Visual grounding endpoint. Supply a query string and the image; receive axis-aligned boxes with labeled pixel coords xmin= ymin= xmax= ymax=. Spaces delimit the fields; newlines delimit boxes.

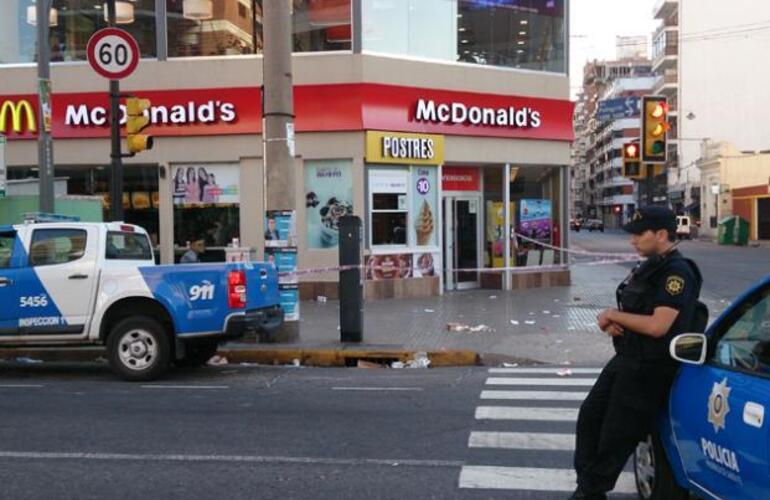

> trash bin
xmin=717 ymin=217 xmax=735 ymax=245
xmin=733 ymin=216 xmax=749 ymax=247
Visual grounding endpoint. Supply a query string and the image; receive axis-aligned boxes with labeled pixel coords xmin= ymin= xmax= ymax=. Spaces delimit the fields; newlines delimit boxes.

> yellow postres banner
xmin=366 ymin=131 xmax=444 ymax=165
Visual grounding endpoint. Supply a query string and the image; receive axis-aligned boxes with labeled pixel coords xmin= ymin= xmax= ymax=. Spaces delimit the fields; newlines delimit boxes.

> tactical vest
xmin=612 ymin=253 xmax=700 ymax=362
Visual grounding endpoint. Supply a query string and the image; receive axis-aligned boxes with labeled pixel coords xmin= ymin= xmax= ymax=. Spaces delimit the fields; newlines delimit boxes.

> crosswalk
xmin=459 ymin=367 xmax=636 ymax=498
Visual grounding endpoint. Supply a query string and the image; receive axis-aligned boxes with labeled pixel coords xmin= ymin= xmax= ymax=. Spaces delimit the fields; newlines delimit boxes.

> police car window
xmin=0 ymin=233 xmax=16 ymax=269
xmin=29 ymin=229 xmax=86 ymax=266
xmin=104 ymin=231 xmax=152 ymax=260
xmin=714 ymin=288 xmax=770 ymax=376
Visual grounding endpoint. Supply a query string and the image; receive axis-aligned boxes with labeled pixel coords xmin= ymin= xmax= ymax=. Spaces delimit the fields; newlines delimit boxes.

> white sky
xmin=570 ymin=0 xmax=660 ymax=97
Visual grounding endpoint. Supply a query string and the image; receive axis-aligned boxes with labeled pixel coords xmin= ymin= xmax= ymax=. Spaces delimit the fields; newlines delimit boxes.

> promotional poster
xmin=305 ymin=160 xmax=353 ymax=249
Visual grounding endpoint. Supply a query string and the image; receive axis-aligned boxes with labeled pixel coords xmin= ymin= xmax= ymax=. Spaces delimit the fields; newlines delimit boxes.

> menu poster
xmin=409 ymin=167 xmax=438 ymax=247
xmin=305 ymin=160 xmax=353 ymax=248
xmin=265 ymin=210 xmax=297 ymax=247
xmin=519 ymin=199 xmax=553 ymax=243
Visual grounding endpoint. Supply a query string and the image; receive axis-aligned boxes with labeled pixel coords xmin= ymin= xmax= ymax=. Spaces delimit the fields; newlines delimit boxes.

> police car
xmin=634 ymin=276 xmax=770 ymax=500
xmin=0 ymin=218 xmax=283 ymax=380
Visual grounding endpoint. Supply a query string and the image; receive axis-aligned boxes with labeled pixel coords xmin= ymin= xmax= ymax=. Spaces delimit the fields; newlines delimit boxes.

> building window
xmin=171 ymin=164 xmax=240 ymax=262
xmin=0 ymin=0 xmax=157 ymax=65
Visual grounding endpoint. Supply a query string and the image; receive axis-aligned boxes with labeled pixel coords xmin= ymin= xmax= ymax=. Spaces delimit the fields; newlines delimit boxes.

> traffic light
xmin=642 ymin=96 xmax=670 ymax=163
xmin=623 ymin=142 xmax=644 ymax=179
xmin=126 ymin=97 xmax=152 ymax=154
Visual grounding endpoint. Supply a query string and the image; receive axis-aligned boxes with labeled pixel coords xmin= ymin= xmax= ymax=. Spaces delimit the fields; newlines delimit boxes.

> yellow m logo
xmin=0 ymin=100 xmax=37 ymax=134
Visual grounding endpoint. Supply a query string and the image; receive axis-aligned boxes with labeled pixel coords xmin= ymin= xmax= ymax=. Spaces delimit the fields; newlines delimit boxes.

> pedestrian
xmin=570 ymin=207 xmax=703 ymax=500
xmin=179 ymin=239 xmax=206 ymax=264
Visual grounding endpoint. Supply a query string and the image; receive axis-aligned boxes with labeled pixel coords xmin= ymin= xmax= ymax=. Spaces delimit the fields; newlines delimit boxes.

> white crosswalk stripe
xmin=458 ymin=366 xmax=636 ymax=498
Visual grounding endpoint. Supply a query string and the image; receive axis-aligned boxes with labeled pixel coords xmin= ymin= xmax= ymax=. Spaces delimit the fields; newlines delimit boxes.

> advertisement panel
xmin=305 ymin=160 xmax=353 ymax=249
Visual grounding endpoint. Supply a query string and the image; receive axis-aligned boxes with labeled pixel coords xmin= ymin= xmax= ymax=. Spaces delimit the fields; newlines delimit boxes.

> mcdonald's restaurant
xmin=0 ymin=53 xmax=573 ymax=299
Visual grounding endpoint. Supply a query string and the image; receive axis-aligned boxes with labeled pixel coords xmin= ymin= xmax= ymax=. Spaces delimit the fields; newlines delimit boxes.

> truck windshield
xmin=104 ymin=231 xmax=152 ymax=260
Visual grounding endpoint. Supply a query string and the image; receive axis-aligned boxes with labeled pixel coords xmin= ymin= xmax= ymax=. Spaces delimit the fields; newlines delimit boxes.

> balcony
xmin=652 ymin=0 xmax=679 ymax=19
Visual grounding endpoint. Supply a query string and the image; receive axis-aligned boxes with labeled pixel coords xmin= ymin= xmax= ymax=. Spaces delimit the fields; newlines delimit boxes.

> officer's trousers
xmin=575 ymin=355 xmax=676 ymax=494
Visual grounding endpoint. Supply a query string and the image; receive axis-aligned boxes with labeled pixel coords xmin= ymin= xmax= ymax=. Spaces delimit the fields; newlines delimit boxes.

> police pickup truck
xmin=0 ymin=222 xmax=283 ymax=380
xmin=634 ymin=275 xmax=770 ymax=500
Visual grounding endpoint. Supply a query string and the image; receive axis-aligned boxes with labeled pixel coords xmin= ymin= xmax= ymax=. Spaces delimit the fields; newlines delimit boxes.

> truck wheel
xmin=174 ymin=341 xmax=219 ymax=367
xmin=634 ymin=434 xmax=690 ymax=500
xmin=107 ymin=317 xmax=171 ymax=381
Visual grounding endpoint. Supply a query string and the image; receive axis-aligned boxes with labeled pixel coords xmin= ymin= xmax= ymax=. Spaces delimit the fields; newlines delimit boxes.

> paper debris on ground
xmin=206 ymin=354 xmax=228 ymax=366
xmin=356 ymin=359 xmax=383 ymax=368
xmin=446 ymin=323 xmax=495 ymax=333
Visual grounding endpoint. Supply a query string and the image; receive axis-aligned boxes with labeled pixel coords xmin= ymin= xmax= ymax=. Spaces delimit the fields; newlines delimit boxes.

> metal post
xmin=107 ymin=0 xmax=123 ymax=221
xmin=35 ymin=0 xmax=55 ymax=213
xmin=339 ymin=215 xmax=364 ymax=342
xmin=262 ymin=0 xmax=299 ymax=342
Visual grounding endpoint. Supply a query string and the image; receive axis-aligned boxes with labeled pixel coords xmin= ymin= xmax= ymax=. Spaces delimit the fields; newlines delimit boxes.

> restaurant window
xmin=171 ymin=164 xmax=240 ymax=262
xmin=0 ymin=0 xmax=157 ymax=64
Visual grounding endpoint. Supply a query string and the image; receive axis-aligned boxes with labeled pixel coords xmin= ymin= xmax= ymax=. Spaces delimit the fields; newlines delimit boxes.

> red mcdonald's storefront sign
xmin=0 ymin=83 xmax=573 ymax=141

+===+

● **What this task involves**
Count the lines in the items above that contain the word "restaurant". Reply with the number alone.

● **Response**
2